### [Stated exercise]
Reproduce the entire listing below word for word, keeping every line in its original order.

### [Available records]

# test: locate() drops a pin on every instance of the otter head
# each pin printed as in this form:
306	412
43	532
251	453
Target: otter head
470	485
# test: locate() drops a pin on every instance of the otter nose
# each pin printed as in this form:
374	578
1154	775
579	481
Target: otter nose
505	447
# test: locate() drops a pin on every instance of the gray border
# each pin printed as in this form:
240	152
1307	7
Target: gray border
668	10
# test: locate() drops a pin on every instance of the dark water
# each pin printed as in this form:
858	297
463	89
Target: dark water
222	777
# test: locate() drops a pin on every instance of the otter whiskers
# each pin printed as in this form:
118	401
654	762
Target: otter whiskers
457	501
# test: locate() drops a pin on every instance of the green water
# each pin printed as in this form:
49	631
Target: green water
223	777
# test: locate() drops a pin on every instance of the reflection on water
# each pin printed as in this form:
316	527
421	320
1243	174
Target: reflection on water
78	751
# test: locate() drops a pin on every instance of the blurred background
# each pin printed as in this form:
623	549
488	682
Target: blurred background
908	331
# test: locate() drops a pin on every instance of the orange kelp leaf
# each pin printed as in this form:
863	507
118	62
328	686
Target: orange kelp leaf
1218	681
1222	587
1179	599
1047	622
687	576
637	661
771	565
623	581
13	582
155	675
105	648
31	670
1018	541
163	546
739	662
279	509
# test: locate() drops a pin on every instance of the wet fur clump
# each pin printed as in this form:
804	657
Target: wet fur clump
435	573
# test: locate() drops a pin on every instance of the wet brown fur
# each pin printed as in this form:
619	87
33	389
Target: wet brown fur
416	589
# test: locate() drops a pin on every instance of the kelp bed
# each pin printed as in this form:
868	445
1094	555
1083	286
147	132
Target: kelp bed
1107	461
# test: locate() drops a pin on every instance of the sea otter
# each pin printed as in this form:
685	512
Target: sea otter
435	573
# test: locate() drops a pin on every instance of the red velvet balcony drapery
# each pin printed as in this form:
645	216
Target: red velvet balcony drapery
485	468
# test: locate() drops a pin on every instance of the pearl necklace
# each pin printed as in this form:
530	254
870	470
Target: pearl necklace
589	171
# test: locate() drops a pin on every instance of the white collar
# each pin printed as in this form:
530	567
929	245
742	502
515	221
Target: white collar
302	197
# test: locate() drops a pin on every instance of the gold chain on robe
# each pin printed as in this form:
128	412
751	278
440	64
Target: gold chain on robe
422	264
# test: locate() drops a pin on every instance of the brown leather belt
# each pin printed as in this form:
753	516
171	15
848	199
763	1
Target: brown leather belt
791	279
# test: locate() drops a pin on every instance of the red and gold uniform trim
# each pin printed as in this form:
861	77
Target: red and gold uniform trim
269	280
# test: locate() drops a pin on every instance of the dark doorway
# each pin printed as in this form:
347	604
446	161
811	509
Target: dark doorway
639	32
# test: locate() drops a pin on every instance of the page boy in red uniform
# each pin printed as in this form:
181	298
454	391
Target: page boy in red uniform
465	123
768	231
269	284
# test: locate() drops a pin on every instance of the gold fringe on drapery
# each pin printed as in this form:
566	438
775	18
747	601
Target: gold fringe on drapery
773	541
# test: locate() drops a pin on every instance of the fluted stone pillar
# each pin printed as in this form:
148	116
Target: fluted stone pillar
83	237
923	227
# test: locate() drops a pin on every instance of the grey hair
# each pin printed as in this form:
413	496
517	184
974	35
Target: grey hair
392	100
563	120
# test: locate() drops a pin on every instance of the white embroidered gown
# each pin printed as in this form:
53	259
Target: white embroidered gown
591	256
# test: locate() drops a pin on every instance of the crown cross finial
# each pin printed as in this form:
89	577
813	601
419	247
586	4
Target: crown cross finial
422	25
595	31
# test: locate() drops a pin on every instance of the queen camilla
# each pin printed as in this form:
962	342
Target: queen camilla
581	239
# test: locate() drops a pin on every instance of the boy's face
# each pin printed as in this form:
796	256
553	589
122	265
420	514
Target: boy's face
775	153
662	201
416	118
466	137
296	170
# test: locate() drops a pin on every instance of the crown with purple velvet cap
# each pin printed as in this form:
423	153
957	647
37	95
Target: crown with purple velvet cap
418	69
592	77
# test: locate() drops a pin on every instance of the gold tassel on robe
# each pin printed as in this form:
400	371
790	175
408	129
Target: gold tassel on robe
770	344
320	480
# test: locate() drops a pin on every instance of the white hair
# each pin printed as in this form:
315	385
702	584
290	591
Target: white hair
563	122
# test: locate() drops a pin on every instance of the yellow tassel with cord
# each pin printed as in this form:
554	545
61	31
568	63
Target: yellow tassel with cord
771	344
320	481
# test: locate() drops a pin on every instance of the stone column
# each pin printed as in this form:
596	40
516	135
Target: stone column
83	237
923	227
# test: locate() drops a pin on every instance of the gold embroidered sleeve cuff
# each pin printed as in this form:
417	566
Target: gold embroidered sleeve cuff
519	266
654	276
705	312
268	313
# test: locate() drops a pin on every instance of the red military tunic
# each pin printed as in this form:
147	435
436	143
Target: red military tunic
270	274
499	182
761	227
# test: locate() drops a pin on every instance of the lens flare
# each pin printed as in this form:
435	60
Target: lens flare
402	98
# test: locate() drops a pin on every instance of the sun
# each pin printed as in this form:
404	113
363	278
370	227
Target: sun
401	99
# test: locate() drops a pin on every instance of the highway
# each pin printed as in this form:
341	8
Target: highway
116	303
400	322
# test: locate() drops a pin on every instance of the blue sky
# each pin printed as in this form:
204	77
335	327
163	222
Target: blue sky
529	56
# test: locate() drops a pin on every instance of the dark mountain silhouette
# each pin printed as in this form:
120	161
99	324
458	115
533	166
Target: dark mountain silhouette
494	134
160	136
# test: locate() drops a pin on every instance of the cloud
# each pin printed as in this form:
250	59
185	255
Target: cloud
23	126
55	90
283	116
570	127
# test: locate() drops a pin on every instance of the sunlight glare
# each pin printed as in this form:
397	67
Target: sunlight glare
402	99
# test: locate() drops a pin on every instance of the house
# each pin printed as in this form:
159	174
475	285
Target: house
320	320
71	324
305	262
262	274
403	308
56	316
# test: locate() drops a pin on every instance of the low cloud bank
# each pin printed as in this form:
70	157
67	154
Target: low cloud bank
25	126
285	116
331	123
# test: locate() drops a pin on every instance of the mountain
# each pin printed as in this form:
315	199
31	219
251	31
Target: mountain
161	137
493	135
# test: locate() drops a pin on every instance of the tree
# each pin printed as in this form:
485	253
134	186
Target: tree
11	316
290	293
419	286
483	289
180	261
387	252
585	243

### [Solution to this task]
# test: locate() drops a pin on every instance of the otter head
# each pin printed as in this form:
306	412
43	532
251	453
Target: otter head
470	485
# test: locate() drops a pin on every instance of the otter nose
# each pin printed as in this form:
374	578
1154	775
579	481
Target: otter nose
505	447
# test: locate() drops a pin on every instance of the gray border
# each pin printed as in this form:
240	152
1307	7
Target: gray border
668	10
# test: locate() drops a pin on every instance of the dark water
# each pin printed as in this form:
858	297
463	89
Target: dark water
222	777
# test: locate() drops a pin on every instance of the otter whiskers
# each pin printed as in this form:
118	401
654	762
Target: otter whiskers
457	501
# test: locate() drops a pin on every instance of the green water
# each pin printed as in this form:
49	631
Target: green water
223	777
# test: locate() drops a pin on every instance of the reflection on water
# each pin printed as in this form:
316	527
421	320
1243	174
Target: reflection on water
78	751
# test: locate() drops a pin on every instance of the blurred background
# each pin printed as in this form:
623	549
488	682
Target: blurred background
908	331
# test: locate() drops a pin on every instance of the orange kelp leaf
# each pin printed as in this form:
863	507
118	62
328	686
Target: orange kelp leaf
1218	681
1222	587
1179	599
1047	622
687	576
637	661
771	565
623	581
13	582
155	675
105	648
31	670
1018	541
163	546
739	662
279	509
# test: locate() drops a pin on every instance of the wet fur clump
# each pin printed as in this form:
804	657
Target: wet fur clump
435	573
# test: locate() drops a pin on every instance of the wet brown fur
# each pin printed as in this form:
619	87
33	389
Target: wet brown fur
416	589
# test: locate() drops a pin on every instance of the kelp bed
# each pin printed as in this form:
868	445
1094	555
1083	286
147	132
Target: kelp bed
1107	461
# test: locate() drops a pin on every instance of the sea otter
# each pin printed as in this form:
685	512
Target: sea otter
435	573
# test: locate() drops a pin on every instance of the red velvet balcony drapery
# each pin printed as in this form:
645	216
Target: red velvet balcony drapery
485	468
# test: locate() drops a pin on every instance of the pearl necklace
# each pin printed as in this form:
530	254
870	470
Target: pearl necklace
589	171
# test: locate() drops a pin on every instance of the white collar
# each pin printed as in this form:
530	567
929	245
742	502
515	221
Target: white collar
302	197
# test: locate() drops a pin on every instance of the gold chain on robe
# each pin printed as in this form:
128	412
751	278
440	64
Target: gold chain on robe
422	264
# test: locate() drops a pin on every instance of the brown leather belt
# each pin printed as in this form:
753	516
171	15
848	199
763	1
Target: brown leather belt
791	279
# test: locate() drops a pin on every instance of the red and gold uniform trim
# each pin printed as in this form:
861	77
Target: red and gold uniform trim
269	280
# test: locate() drops a pin on every instance of the dark doorway
# each pin printed as in this form:
347	604
446	161
811	509
Target: dark doorway
639	32
# test: locate() drops a pin on every instance of the page boy in red uniform
# each pin printed as in this form:
181	298
454	391
Target: page boy in red uniform
465	123
768	231
269	284
# test: locate() drops a pin on every instance of the gold fringe on drapery
# each pin printed as in this form:
566	438
775	18
747	601
Target: gold fringe on drapery
773	541
# test: locate() drops a pin on every instance of the fluted stone pillar
# each pin printed as in this form:
148	116
Target: fluted stone pillar
83	237
923	227
# test: locate() drops a pin on every instance of the grey hair
# each pin printed as in this form:
413	496
517	184
974	35
Target: grey hair
392	100
563	120
# test: locate() drops a pin on every instance of the white embroidered gown
# each pin printed as in this form:
53	259
Target: white embroidered gown
591	256
# test: locate() drops a pin on every instance of the crown cross finial
# each pin printed as in this form:
89	577
813	601
419	247
586	4
Target: crown cross finial
422	25
595	31
# test: locate() drops a pin on every instance of the queen camilla
# each pin printed as in this form:
962	342
Target: queen camilla
581	239
# test: locate() drops a pin on every instance of the boy's face
# each pin printed as in this form:
796	256
553	589
122	265
420	514
Target: boy's face
775	153
662	201
416	118
466	137
296	170
# test: locate() drops a pin on every instance of the crown with purple velvet cap
# each pin printed as in this form:
423	153
957	647
37	95
Target: crown with purple velvet cap
418	69
592	77
# test: locate() drops a pin on every instance of the gold tassel on robe
# each pin printed as in this form:
400	371
790	175
408	129
Target: gold tassel on robe
770	344
320	480
# test: locate() drops a pin on every instance of the white hair
# each pin printed as in this form:
315	385
702	584
290	591
Target: white hair
563	122
# test: locate() drops a pin on every instance of the yellow tassel with cord
# each pin printed as in this form:
554	545
61	31
568	63
Target: yellow tassel with cord
771	344
320	481
# test: locate() drops a pin on every instance of the stone column
# each pin printed as in this form:
596	40
516	135
Target: stone column
83	237
923	227
# test: locate() drops a pin on every instance of the gold embroidered sleeve cuff
# each pin printed as in this form:
417	566
Target: gold embroidered sleeve cuff
519	266
654	276
705	312
268	313
# test: locate() drops a pin on every instance of the red military tunic
# each pin printed as in this form:
147	435
436	143
Target: red military tunic
270	274
499	182
761	227
# test: locate() drops a pin on every instance of the lens flare
# each pin printed as in this form:
435	60
Target: lens flare
402	98
# test: locate() drops a pin on every instance of the sun
# each pin printed as in this form:
404	113
363	278
370	227
Target: sun
401	99
# test: locate() drops a pin on every instance of the highway
# each pin printed as in this form:
341	8
Target: highway
116	303
400	322
# test: locate() drops a pin on every instance of the blue sky
# each pin printed as in this form:
204	77
335	327
163	222
Target: blue sky
529	56
# test: locate() drops a pin on every instance of the dark mountain silhouette
# each pin printed as in this form:
120	161
99	324
458	115
533	166
Target: dark mountain silhouette
494	134
160	136
# test: locate() drops a pin on every instance of the cloud
# each pin printed as in this form:
250	59
185	255
Target: cloud
23	126
55	90
283	116
570	127
# test: locate() drops a pin on every instance of the sunlight glare
# each pin printed as in this form:
397	67
Target: sunlight glare
402	99
# test: locate() drops a pin on every instance of the house
# each pin printed as in this form:
159	174
475	285
Target: house
320	320
71	324
305	262
262	274
403	308
56	316
# test: locate() drops a pin on every instance of the low cloud bank
# each pin printed as in this form:
70	157
67	154
Target: low cloud bank
25	126
285	116
331	123
# test: locate() drops a pin on every instance of the mountain
# each pin printed as in this form:
315	199
31	219
251	31
Target: mountain
161	137
493	135
# test: locate() drops a pin on every instance of the tree
# each pin printed as in this form:
485	253
134	186
Target: tree
11	316
290	293
419	286
483	289
180	261
387	252
585	243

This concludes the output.